- _TEXT SHOWN_:
## begin

Caitlin Quinlan: I've been doing ops for about 10 years, and in that time, I laugh because my title has gone from plain operations to sales operations, to business operations, to sales strategy, and then RevOps for pre- sales, and now RevOps for the entire go- to- market. And specifically, in CS and customer success, we've seen it rapidly develop over the last few years in tech, as these new teams emerged to address a newer part of the post- sales motion, which is related to a business model where a customer can leave you at every turn, versus staying in your install base forever. And so, as we've seen that role expand, there's also a mandate to ensure that you have the entire customer journey tied together. So, for a client that is helped before they come into the sales cycle, shout out to Drift because that's something that you guys all enable, helped during a sales cycle, and then helped after the time you become a customer. And from an ops perspective, there's a greater importance of tying every strategic decision you make in your go- to- market together with your peers. So, early funnel all the way through renewal. And if the customer journey doesn't paint the picture for you, another way that I personally like to look at it, because it's tangible to me as a math person, is you think about fast growing companies. Very quickly, your renewable client base is two, three, five times your incremental sales booking. So, it's definitely something of focus.

Sean Lane: Yeah. That inflection point, when you hit that as a company where all of a sudden you have more renewals and more upgrade and expansion, than what you're bringing in from new business, that's the moment. And oftentimes, people realize that too late to say," Oh, we have to change the way we think about this." So, I'm curious with that 50, 000 foot view in mind, how do you set up your CS ops team at Gainsight, in order to address all the different parts of the customer journey that you just mentioned? Is there a dedicated function for CS ops? How do you staff that?

Caitlin Quinlan: Yep. So, my team for operations is across the go- to- market and I resource CS ops and the company resources CS ops, the same way you would sales ops, for instance, it's not a part- time thing, which is something people sometimes think. And it's analytics, enablement, process and systems, just like sales. And so my rev ops org, is centralized and reports into the CEO and I have designated teammates whose titles reflect the leadership team that they most often partner with. So, for example, customer success, analytics and strategy. So, that is intended because planning for CS now is just as robust as planning for sales.

Sean Lane: CS ops is not a part- time thing. If you take nothing else from this episode, take that, CS ops is not a part- time thing. Caitlin talks about her team being responsible for tying every strategic go- to- market decision you make, together. And that's really where I wanted to dig in with her, the place where I often see tying those decisions together, fail, is at any handoffs in the customer journey. Handoffs create friction, they create gray areas for who does what, they create opportunities for things to fall through the cracks. So, how does Caitlin and her team design that journey to avoid all those pitfalls? For her, it all comes back to what she calls operationalizing outcomes.

Caitlin Quinlan: So for us, the priority is first, how do we operationalize the outcome that that client wants? And tying that through each a part of the customer journey, is what makes it smooth for each of those handoffs. To go back a little bit, it starts with the client's goals at the beginning of the sales process and obtaining them through qualification, and then making sure that when you get to close, those goals are clearly articulated and can be realized by the professional services team as they implement and onboard your customer. And then, as the CSM gets involved, they know clearly what outcome they're driving, that the client wants to see, we call these verified outcomes. Those verified outcomes are put into the health score of the customer, so we can tell how that process is going and it also helps us forecast and plan expansion, something that we would use for customer success segmentation.

## end

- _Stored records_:

## begin

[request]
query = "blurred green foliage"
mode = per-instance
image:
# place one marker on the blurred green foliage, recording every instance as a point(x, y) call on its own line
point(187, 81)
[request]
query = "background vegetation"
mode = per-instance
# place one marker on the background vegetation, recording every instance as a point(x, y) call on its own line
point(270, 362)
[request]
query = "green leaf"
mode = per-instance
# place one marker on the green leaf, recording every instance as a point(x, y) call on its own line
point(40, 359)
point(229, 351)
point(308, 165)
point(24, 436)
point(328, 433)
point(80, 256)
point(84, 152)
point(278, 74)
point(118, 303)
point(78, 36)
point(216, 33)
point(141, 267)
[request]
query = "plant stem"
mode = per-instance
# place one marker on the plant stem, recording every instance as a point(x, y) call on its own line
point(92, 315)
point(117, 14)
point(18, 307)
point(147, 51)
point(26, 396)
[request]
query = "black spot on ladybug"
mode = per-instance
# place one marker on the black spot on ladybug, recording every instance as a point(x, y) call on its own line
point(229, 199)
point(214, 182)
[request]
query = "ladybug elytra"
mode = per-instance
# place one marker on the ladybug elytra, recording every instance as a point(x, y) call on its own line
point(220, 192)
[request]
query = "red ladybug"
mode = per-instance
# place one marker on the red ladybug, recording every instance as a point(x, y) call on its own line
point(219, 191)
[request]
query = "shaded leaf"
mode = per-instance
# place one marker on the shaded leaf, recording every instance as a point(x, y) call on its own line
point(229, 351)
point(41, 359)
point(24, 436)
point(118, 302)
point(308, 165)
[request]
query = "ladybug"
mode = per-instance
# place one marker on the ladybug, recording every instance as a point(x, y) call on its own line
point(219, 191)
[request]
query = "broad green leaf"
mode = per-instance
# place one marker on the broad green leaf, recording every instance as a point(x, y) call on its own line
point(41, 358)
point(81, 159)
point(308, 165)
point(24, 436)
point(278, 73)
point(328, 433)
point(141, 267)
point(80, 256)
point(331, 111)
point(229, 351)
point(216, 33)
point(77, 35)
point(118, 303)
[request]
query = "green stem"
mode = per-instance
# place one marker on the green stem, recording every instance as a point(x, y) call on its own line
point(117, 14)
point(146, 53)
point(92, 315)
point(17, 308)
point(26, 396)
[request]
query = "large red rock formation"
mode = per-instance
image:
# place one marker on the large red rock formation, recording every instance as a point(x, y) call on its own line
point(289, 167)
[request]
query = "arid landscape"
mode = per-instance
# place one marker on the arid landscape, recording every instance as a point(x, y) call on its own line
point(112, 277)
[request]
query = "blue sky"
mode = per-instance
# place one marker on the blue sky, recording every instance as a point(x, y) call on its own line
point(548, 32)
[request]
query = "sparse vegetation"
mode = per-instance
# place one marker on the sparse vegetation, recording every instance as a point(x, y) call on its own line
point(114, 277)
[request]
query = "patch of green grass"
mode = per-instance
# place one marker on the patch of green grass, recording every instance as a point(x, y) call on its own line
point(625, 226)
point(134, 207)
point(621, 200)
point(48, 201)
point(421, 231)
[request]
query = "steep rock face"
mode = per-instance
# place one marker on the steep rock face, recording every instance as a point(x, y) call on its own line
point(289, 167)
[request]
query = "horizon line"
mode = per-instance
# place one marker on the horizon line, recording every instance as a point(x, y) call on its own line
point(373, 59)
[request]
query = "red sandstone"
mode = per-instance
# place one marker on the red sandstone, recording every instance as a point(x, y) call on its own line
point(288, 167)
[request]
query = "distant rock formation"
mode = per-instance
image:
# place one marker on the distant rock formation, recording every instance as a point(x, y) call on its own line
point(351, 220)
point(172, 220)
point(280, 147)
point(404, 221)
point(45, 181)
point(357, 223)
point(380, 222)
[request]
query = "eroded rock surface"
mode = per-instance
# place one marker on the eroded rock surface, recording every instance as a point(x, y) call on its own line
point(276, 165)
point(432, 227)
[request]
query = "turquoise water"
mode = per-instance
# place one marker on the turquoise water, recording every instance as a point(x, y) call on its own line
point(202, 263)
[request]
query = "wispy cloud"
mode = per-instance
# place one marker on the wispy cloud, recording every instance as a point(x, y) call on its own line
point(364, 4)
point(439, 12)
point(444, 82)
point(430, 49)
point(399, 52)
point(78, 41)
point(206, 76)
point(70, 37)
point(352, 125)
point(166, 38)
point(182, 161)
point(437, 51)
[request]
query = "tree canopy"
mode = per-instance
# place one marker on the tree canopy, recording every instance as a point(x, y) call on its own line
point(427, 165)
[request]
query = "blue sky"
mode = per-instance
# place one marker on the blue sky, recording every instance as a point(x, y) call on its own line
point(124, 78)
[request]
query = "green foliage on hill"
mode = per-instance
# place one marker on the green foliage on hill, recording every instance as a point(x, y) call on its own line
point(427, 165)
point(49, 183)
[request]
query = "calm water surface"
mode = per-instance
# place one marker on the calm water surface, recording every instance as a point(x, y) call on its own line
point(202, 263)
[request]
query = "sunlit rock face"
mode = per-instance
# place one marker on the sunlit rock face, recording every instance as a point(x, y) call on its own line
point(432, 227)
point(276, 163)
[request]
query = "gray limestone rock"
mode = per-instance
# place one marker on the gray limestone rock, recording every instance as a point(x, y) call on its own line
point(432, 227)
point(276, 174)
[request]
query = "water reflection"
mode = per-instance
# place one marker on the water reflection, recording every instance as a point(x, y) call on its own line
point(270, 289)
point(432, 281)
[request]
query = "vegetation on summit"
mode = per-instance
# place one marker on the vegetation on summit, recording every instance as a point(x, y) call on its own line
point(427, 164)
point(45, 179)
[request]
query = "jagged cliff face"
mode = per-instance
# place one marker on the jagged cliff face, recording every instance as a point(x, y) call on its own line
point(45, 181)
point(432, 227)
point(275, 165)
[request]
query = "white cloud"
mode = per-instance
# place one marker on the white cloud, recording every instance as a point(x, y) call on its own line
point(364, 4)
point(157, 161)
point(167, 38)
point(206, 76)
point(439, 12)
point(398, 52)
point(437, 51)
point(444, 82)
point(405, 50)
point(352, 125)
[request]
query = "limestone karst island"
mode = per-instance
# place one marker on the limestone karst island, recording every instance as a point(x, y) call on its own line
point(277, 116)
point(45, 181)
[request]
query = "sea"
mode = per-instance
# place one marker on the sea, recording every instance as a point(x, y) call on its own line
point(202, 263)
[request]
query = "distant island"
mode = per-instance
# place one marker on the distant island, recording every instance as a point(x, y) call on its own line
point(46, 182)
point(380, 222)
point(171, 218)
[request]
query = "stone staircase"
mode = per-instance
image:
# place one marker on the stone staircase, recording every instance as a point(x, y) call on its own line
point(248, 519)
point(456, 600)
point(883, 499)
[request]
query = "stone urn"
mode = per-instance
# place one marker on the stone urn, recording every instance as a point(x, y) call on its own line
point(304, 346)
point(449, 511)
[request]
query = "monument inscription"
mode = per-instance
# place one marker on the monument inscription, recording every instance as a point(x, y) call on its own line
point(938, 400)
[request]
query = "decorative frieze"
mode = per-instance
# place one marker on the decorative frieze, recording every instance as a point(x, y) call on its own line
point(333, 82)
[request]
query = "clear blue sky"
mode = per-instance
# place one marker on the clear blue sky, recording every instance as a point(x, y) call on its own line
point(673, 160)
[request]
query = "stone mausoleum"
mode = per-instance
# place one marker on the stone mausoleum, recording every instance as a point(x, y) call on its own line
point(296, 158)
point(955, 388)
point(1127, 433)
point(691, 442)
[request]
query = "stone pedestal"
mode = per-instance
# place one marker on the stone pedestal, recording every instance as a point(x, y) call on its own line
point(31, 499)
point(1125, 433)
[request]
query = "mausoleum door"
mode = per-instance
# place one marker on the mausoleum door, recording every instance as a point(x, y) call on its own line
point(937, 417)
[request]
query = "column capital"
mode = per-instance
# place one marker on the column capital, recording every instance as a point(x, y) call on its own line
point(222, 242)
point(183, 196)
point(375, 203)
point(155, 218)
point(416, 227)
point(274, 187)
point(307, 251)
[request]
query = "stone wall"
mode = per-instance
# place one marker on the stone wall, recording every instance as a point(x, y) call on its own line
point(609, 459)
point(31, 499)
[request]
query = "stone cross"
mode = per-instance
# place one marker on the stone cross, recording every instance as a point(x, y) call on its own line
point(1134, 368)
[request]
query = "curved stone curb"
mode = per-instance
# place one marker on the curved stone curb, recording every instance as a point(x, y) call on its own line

## end

- _TASKS AND EXERCISES_:
1 – Reproduce word for word the stretch of the transcript from "Caitlin Quinlan: Yep." through "planning for sales.".
2 – Report each line of the rows above that contains the string "monument". Case counts.

- _RESPONSE LIST_:
1 –
Caitlin Quinlan: Yep. So, my team for operations is across the go- to- market and I resource CS ops and the company resources CS ops, the same way you would sales ops, for instance, it's not a part- time thing, which is something people sometimes think. And it's analytics, enablement, process and systems, just like sales. And so my rev ops org, is centralized and reports into the CEO and I have designated teammates whose titles reflect the leadership team that they most often partner with. So, for example, customer success, analytics and strategy. So, that is intended because planning for CS now is just as robust as planning for sales.

2 –
query = "monument inscription"
# place one marker on the monument inscription, recording every instance as a point(x, y) call on its own line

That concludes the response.